- Directions for this task -
Provide an exact reproduction of every entry.

Stored entries
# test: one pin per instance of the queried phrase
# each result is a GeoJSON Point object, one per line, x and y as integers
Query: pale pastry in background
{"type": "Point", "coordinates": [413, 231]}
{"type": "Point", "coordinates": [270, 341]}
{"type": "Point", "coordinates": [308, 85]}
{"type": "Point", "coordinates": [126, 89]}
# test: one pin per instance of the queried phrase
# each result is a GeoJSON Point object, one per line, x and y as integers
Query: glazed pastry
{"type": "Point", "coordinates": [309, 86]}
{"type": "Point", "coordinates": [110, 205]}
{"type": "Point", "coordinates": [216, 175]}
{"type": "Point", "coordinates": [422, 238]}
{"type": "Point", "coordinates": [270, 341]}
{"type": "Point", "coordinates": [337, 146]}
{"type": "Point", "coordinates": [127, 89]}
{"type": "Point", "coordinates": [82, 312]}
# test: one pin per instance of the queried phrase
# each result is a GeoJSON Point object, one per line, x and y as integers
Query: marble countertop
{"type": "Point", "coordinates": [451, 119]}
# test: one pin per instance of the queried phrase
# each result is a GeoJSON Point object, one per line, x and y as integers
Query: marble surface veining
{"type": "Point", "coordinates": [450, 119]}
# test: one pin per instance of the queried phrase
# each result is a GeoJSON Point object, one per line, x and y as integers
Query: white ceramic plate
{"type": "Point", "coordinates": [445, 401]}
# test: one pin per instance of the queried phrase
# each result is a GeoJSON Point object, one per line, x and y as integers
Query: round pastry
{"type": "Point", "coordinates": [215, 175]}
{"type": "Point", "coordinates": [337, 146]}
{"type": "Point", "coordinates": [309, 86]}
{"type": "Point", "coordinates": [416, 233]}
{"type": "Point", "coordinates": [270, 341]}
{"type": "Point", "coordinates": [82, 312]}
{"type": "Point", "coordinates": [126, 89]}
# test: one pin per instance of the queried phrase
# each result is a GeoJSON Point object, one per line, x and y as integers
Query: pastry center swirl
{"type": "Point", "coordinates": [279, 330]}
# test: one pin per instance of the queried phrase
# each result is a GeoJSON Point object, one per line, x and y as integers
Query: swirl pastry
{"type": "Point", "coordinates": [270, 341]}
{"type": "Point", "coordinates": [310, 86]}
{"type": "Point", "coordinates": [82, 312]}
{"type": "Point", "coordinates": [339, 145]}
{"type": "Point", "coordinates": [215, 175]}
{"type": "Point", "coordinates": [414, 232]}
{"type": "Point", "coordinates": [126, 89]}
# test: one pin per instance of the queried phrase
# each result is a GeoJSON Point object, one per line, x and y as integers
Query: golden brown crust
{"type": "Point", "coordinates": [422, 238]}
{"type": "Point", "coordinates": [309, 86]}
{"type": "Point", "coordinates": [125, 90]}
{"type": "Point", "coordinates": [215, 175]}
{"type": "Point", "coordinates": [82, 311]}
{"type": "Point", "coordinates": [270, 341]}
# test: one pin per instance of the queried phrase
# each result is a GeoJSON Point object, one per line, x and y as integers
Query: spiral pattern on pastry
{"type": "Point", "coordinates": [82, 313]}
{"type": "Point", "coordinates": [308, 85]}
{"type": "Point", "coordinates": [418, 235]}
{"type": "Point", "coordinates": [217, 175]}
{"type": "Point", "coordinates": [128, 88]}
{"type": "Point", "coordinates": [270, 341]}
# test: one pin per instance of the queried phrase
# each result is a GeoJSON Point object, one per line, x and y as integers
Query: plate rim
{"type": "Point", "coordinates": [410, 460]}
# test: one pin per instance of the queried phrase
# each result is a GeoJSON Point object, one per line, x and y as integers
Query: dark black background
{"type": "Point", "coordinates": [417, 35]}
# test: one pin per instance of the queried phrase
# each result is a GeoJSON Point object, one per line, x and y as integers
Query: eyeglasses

- Task result -
# test: one pin per instance of the queried phrase
# each result is a GeoJSON Point object, one per line, x and y as integers
Query: pale pastry in background
{"type": "Point", "coordinates": [413, 231]}
{"type": "Point", "coordinates": [270, 341]}
{"type": "Point", "coordinates": [308, 85]}
{"type": "Point", "coordinates": [126, 89]}
# test: one pin per instance of the queried phrase
# each result is a GeoJSON Point object, one per line, x and y as integers
Query: glazed pastry
{"type": "Point", "coordinates": [309, 86]}
{"type": "Point", "coordinates": [110, 205]}
{"type": "Point", "coordinates": [216, 175]}
{"type": "Point", "coordinates": [422, 238]}
{"type": "Point", "coordinates": [270, 341]}
{"type": "Point", "coordinates": [337, 146]}
{"type": "Point", "coordinates": [127, 89]}
{"type": "Point", "coordinates": [82, 312]}
# test: one pin per instance of the queried phrase
# each result is a GeoJSON Point object, one per line, x and y as integers
Query: marble countertop
{"type": "Point", "coordinates": [451, 119]}
# test: one pin per instance of the queried phrase
# each result is a GeoJSON Point object, one per line, x and y as integers
Query: marble surface veining
{"type": "Point", "coordinates": [450, 119]}
# test: one pin per instance of the queried phrase
# each result is a GeoJSON Point object, one per line, x and y as integers
Query: white ceramic plate
{"type": "Point", "coordinates": [445, 401]}
# test: one pin per instance of the queried phrase
# each result is a GeoJSON Point object, one per line, x and y as integers
Query: round pastry
{"type": "Point", "coordinates": [215, 175]}
{"type": "Point", "coordinates": [337, 146]}
{"type": "Point", "coordinates": [309, 86]}
{"type": "Point", "coordinates": [416, 233]}
{"type": "Point", "coordinates": [270, 341]}
{"type": "Point", "coordinates": [82, 312]}
{"type": "Point", "coordinates": [126, 89]}
# test: one pin per instance of the queried phrase
# each result is a GeoJSON Point object, one per line, x and y as integers
Query: pastry center swirl
{"type": "Point", "coordinates": [279, 330]}
# test: one pin per instance of the queried phrase
# each result is a GeoJSON Point object, one per line, x and y as integers
Query: swirl pastry
{"type": "Point", "coordinates": [270, 341]}
{"type": "Point", "coordinates": [310, 86]}
{"type": "Point", "coordinates": [82, 312]}
{"type": "Point", "coordinates": [339, 145]}
{"type": "Point", "coordinates": [215, 175]}
{"type": "Point", "coordinates": [414, 232]}
{"type": "Point", "coordinates": [126, 89]}
# test: one pin per instance of the queried phrase
# each result is a GeoJSON Point object, one per line, x and y as integers
Query: golden brown crust
{"type": "Point", "coordinates": [422, 238]}
{"type": "Point", "coordinates": [309, 86]}
{"type": "Point", "coordinates": [125, 90]}
{"type": "Point", "coordinates": [215, 175]}
{"type": "Point", "coordinates": [82, 311]}
{"type": "Point", "coordinates": [270, 341]}
# test: one pin per instance of the queried phrase
# each result is a GeoJSON Point object, one per line, x and y as integers
Query: spiral pattern on pastry
{"type": "Point", "coordinates": [82, 313]}
{"type": "Point", "coordinates": [308, 85]}
{"type": "Point", "coordinates": [418, 235]}
{"type": "Point", "coordinates": [217, 175]}
{"type": "Point", "coordinates": [128, 88]}
{"type": "Point", "coordinates": [270, 341]}
# test: one pin per instance of the queried phrase
# each result is a GeoJSON Point object, one per line, x and y as integers
Query: plate rim
{"type": "Point", "coordinates": [410, 460]}
# test: one pin per instance of the queried phrase
# each result is a GeoJSON Point object, one per line, x and y as integers
Query: dark black background
{"type": "Point", "coordinates": [417, 35]}
# test: one pin per instance of the queried phrase
# each result is a GeoJSON Point object, one per line, x and y as integers
Query: eyeglasses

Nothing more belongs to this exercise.